(WHAT THE TASK ASKS) Transcribe the listing exactly, so that nothing but the pictures is missing.

(DATASET EXTRACT)
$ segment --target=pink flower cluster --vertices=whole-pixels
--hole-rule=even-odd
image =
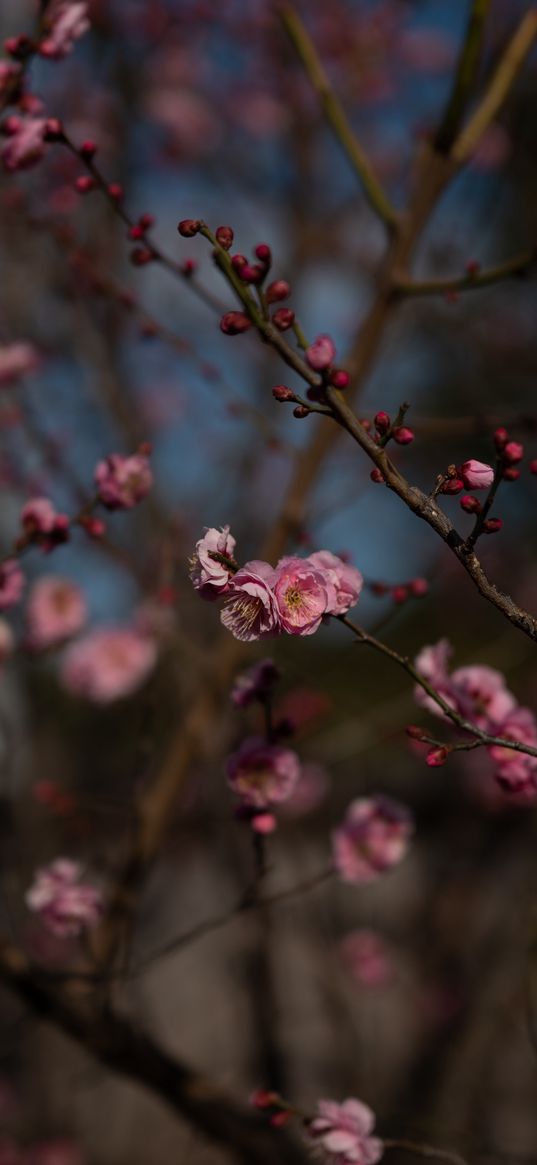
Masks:
[[[343,615],[358,600],[360,571],[320,550],[282,558],[276,567],[253,560],[237,569],[229,526],[206,530],[190,563],[192,582],[205,599],[224,596],[224,627],[245,642],[266,636],[312,635],[327,615]]]
[[[81,630],[86,616],[86,600],[75,583],[53,575],[38,579],[26,607],[29,646],[42,651],[63,643]]]
[[[156,660],[154,639],[136,627],[99,627],[67,649],[61,677],[72,695],[110,704],[135,692]]]
[[[41,161],[47,148],[46,117],[8,117],[2,128],[7,135],[1,150],[5,170],[28,170]]]
[[[529,708],[517,704],[501,672],[484,664],[449,672],[452,654],[447,639],[424,647],[416,659],[418,671],[459,715],[491,736],[502,736],[537,748],[537,721]],[[417,687],[417,703],[445,719],[438,704]],[[534,796],[537,792],[537,757],[513,752],[500,745],[487,748],[495,764],[495,777],[506,792]]]
[[[290,748],[268,744],[261,736],[249,736],[229,757],[227,775],[240,799],[240,810],[245,810],[254,828],[271,832],[275,822],[265,811],[294,793],[300,778],[300,761]]]
[[[374,930],[353,930],[340,945],[342,958],[361,987],[385,987],[393,976],[390,952]]]
[[[16,558],[6,558],[0,563],[0,611],[7,611],[19,602],[25,582]]]
[[[375,1115],[362,1100],[319,1100],[318,1116],[308,1135],[324,1151],[329,1165],[375,1165],[383,1154],[382,1141],[373,1137]]]
[[[57,858],[38,870],[26,893],[26,905],[41,916],[58,938],[70,938],[98,922],[102,911],[100,891],[82,882],[78,862]]]
[[[47,6],[45,36],[39,43],[41,56],[55,61],[68,56],[89,27],[87,0],[53,0]]]
[[[107,510],[131,510],[149,493],[153,474],[145,450],[130,457],[111,453],[95,468],[99,500]]]
[[[359,797],[332,835],[334,865],[344,882],[365,885],[405,856],[414,830],[409,810],[390,797]]]
[[[33,372],[39,364],[39,356],[33,344],[23,340],[6,344],[0,348],[0,385],[13,384],[28,372]]]
[[[21,510],[21,525],[24,541],[38,542],[45,552],[69,537],[67,514],[58,514],[49,498],[30,498]]]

(SOLUTION BELOW)
$ segment --target=pink flower cluster --vertices=whole-pixels
--hole-rule=even-odd
image =
Masks:
[[[343,615],[358,600],[360,571],[320,550],[282,558],[276,567],[253,560],[237,569],[229,526],[206,530],[190,563],[192,582],[205,599],[224,596],[224,627],[245,642],[266,636],[312,635],[327,615]]]
[[[81,630],[86,616],[86,600],[75,583],[53,575],[38,579],[26,607],[29,646],[42,651],[63,643]]]
[[[156,660],[154,639],[136,627],[99,627],[67,649],[61,677],[72,695],[110,704],[135,692]]]
[[[41,161],[47,148],[46,117],[8,117],[2,128],[7,135],[1,150],[5,170],[28,170]]]
[[[529,708],[517,704],[501,672],[484,664],[449,672],[452,654],[447,639],[424,647],[416,659],[418,671],[459,715],[491,736],[502,736],[537,748],[537,721]],[[417,687],[417,703],[445,719],[438,704]],[[534,796],[537,792],[537,757],[513,752],[500,745],[487,748],[495,764],[495,777],[506,792]]]
[[[290,748],[268,744],[261,736],[249,736],[229,757],[227,775],[240,799],[240,810],[245,810],[254,828],[271,832],[275,822],[265,811],[294,793],[300,778],[300,761]]]
[[[374,930],[353,930],[340,945],[342,958],[361,987],[385,987],[393,976],[390,952]]]
[[[16,558],[6,558],[0,563],[0,611],[7,611],[19,602],[25,582]]]
[[[375,1115],[362,1100],[319,1100],[318,1116],[308,1135],[324,1151],[329,1165],[375,1165],[383,1154],[382,1141],[373,1137]]]
[[[57,858],[38,870],[26,893],[26,905],[41,916],[58,938],[70,938],[98,922],[102,911],[100,891],[82,882],[78,862]]]
[[[47,6],[45,36],[39,43],[41,56],[55,61],[68,56],[89,27],[87,0],[53,0]]]
[[[107,510],[131,510],[149,493],[153,474],[145,450],[130,457],[111,453],[95,468],[99,500]]]
[[[359,797],[332,835],[334,865],[344,882],[365,885],[405,856],[414,830],[409,810],[390,797]]]
[[[33,372],[39,364],[39,356],[33,344],[23,340],[6,344],[0,348],[0,385],[13,384],[28,372]]]
[[[21,510],[21,525],[24,541],[38,542],[45,552],[69,537],[67,514],[58,514],[49,498],[30,498]]]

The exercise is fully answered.